→ WHAT TO DO: In the entries that follow, how many lines include "below"? Give the number and nothing else.

[Referring expression data]
○ ○ ○ ○ ○ ○ ○

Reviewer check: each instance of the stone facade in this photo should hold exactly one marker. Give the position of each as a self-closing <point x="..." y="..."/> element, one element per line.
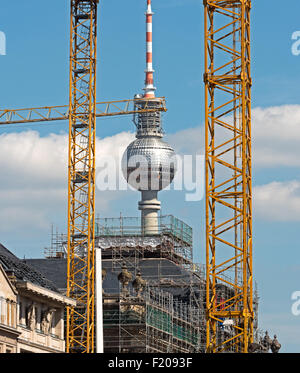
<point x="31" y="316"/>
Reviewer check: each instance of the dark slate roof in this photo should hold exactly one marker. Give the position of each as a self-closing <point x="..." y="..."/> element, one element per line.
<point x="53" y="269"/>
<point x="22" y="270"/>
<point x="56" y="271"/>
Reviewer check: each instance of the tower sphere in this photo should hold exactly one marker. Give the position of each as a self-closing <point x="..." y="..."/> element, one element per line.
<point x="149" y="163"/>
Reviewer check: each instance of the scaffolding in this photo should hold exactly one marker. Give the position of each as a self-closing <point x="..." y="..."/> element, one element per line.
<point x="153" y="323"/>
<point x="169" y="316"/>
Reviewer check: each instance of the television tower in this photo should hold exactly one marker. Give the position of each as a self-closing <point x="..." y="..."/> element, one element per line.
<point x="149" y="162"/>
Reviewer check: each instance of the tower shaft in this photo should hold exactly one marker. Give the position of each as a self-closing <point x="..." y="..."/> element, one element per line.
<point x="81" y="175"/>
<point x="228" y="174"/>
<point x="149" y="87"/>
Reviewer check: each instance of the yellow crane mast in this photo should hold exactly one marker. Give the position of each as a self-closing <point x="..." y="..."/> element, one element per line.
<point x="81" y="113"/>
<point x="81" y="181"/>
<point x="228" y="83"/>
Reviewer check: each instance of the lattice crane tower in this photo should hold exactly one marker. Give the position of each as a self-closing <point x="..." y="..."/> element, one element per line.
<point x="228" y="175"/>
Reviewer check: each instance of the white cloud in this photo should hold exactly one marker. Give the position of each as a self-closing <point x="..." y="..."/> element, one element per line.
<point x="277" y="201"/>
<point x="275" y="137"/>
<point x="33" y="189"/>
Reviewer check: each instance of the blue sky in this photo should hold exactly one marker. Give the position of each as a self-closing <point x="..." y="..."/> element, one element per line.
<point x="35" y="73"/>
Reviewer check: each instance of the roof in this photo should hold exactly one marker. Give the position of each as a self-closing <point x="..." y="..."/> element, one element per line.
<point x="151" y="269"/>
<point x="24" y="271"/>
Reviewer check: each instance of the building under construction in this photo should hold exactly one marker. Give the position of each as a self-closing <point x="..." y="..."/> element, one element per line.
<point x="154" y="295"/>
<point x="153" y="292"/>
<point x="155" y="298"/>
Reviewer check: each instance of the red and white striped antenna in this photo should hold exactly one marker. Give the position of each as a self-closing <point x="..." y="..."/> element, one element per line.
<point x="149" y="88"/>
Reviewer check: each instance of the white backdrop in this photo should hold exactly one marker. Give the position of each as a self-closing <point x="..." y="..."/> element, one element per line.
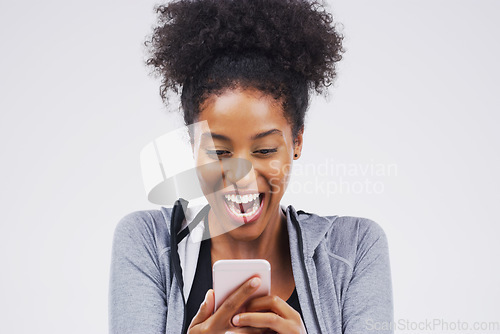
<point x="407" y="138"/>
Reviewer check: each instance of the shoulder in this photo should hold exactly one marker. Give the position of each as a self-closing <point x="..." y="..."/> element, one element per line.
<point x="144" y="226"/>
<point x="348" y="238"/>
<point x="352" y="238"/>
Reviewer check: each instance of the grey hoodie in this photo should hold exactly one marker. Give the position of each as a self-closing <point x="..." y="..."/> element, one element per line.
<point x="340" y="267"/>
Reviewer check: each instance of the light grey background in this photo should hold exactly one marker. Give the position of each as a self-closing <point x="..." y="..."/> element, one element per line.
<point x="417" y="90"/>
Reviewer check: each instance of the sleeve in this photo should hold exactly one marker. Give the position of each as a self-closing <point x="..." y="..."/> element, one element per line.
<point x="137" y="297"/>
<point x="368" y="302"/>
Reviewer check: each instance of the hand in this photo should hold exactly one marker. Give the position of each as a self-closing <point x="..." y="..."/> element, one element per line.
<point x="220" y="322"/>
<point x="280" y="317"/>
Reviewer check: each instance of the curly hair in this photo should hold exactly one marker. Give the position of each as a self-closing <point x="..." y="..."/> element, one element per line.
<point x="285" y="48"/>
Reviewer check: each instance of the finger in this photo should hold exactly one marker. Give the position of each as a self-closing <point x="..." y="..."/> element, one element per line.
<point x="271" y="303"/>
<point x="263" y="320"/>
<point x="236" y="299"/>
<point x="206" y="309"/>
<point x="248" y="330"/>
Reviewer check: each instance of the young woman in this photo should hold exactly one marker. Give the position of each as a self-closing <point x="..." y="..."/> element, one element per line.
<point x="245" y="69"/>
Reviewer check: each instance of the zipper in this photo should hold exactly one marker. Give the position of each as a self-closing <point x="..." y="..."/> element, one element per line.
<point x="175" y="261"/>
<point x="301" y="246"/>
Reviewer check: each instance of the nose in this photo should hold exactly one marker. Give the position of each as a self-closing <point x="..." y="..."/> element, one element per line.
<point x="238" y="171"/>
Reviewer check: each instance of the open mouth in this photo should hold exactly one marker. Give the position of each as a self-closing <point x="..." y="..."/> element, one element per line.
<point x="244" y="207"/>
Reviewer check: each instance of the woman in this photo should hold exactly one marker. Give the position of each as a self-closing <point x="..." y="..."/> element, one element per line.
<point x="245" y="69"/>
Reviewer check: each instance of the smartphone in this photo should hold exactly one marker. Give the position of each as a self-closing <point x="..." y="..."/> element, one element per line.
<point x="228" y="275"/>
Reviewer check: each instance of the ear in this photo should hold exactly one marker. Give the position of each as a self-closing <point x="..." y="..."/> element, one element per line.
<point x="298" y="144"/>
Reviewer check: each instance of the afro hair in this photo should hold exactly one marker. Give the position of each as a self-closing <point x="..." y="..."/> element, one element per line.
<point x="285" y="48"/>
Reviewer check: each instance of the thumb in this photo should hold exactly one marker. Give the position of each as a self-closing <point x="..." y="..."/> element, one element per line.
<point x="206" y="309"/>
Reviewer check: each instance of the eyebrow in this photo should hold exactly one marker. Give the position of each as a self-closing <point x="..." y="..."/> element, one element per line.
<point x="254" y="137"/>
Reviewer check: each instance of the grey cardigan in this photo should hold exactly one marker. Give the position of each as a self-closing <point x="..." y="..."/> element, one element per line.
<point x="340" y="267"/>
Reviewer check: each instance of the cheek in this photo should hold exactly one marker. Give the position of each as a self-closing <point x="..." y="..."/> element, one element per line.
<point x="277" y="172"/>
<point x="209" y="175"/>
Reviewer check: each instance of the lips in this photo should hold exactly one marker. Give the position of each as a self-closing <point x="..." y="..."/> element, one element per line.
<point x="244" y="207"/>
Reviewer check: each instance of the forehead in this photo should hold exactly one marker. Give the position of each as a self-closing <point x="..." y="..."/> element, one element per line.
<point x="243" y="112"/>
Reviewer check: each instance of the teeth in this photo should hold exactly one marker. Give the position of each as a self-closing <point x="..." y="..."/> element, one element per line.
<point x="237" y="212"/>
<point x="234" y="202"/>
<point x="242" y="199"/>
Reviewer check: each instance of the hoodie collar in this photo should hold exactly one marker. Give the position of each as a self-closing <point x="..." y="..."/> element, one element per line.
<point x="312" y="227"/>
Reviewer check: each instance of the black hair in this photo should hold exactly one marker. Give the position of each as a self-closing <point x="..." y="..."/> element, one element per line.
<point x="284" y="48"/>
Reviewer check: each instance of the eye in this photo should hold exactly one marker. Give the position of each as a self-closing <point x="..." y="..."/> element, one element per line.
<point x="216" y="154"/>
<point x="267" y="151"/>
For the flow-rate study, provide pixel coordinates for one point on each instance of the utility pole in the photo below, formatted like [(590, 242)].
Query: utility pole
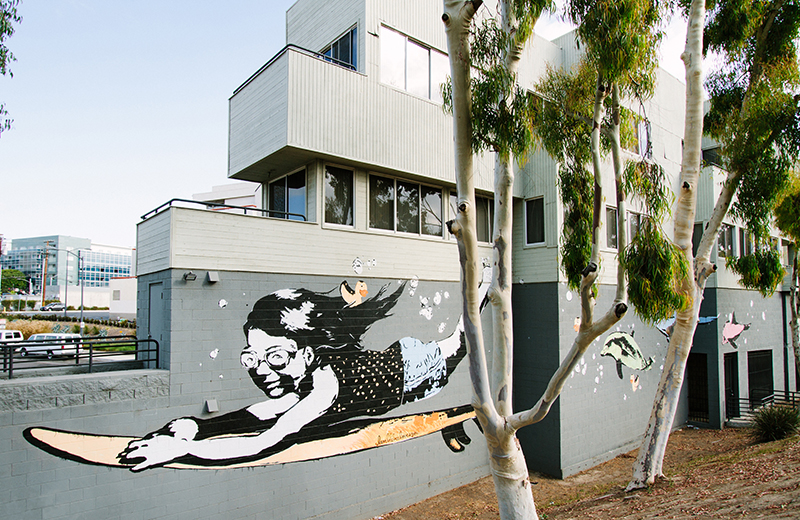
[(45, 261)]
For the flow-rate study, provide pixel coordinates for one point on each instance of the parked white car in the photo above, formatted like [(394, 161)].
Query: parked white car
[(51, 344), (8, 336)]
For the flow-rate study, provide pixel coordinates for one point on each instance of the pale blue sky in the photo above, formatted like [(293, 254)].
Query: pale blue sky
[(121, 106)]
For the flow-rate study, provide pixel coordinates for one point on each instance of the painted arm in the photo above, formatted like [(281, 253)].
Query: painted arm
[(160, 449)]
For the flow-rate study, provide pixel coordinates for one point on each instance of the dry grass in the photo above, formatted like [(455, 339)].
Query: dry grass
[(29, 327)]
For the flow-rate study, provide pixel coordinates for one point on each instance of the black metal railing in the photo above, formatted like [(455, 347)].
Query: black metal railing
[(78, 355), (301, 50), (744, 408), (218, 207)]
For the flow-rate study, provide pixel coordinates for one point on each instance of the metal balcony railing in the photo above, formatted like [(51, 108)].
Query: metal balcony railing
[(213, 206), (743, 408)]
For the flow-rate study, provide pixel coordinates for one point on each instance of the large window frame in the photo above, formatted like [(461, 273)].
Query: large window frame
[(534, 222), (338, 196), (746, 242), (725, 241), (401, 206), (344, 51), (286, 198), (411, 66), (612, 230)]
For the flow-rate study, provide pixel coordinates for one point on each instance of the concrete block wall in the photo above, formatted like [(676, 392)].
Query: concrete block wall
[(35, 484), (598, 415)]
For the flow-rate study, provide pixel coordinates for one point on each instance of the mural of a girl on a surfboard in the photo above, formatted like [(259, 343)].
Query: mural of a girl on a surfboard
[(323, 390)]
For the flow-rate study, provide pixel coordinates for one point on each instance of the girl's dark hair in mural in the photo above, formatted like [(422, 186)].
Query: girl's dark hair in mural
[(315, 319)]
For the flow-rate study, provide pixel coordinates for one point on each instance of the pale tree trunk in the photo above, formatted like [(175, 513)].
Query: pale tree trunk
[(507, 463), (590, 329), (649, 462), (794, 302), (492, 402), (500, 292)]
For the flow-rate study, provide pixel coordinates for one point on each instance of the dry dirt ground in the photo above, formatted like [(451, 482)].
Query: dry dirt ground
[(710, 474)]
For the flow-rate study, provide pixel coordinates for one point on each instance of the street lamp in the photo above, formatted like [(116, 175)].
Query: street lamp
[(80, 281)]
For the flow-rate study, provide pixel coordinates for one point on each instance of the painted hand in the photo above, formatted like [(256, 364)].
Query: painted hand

○ ○ ○ ○ ○ ○ ○

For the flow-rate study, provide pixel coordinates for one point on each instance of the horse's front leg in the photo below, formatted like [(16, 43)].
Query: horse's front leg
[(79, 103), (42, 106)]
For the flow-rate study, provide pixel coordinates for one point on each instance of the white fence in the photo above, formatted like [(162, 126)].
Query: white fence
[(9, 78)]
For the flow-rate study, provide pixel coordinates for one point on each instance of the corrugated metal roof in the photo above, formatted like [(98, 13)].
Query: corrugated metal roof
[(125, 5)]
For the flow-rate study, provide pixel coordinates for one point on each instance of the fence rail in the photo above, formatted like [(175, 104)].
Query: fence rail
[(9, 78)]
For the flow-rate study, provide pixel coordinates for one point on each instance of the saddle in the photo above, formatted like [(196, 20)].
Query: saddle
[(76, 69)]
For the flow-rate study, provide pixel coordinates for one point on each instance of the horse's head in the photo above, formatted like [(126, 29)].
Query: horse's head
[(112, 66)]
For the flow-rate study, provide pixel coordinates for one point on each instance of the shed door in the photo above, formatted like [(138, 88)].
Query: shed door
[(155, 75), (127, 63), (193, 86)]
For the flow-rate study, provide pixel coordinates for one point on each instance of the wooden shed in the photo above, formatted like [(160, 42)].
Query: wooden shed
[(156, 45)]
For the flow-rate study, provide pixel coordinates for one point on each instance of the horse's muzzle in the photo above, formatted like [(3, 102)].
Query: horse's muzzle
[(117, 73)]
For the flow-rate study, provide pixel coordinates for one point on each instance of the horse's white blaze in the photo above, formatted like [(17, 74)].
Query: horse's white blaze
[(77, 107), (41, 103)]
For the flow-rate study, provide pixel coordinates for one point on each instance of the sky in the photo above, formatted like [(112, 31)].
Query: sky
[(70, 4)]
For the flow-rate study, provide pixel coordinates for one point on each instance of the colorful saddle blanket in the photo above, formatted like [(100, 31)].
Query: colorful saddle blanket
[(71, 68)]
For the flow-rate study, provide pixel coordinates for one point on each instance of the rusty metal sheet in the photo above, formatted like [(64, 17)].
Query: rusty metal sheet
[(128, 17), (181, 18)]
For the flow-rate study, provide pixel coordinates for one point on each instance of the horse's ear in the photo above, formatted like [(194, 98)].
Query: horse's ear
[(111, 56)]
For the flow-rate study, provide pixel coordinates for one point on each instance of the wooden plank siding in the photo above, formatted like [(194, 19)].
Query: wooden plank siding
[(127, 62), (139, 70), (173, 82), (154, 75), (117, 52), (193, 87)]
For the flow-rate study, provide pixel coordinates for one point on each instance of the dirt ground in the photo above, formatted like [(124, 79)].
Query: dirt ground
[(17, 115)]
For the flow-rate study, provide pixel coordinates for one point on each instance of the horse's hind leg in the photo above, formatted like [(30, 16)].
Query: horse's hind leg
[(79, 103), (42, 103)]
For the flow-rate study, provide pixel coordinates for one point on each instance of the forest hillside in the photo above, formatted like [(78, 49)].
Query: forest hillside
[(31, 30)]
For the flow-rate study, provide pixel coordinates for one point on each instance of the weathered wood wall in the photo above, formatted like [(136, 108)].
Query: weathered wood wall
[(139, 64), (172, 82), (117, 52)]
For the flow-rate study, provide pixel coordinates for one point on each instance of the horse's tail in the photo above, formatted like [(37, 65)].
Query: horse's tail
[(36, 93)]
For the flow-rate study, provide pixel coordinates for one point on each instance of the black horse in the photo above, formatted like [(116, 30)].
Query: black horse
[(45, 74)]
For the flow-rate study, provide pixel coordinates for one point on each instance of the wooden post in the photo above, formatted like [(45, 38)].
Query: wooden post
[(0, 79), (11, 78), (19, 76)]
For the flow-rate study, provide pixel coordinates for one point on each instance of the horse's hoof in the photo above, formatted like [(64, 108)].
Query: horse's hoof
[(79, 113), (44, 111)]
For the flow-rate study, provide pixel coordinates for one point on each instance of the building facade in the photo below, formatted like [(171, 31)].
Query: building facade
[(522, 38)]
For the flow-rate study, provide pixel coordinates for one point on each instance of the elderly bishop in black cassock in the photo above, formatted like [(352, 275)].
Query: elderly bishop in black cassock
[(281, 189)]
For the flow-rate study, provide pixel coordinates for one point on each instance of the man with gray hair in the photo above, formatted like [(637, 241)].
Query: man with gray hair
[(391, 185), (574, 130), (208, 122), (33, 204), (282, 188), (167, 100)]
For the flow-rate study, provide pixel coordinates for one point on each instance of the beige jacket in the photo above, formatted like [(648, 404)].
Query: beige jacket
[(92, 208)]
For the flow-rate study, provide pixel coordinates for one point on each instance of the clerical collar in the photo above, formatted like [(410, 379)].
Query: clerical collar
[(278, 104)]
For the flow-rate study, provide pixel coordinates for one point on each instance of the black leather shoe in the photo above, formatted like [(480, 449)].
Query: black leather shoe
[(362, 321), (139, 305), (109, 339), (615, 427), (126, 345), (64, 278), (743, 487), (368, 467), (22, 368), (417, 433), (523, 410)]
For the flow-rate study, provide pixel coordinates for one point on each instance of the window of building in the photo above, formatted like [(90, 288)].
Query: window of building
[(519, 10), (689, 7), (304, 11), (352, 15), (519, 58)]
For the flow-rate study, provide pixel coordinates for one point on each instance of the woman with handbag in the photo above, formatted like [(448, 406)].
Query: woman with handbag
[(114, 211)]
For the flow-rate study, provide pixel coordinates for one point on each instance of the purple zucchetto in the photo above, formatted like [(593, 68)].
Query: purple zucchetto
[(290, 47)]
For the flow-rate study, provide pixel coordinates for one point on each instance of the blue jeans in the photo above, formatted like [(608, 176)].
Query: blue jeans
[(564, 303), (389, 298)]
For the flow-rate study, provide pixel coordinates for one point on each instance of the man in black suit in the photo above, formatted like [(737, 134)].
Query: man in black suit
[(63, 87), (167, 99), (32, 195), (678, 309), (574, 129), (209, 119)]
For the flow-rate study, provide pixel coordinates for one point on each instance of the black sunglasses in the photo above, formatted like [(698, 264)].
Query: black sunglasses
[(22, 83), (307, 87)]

○ ○ ○ ○ ○ ○ ○

→ TASK RESULT: 3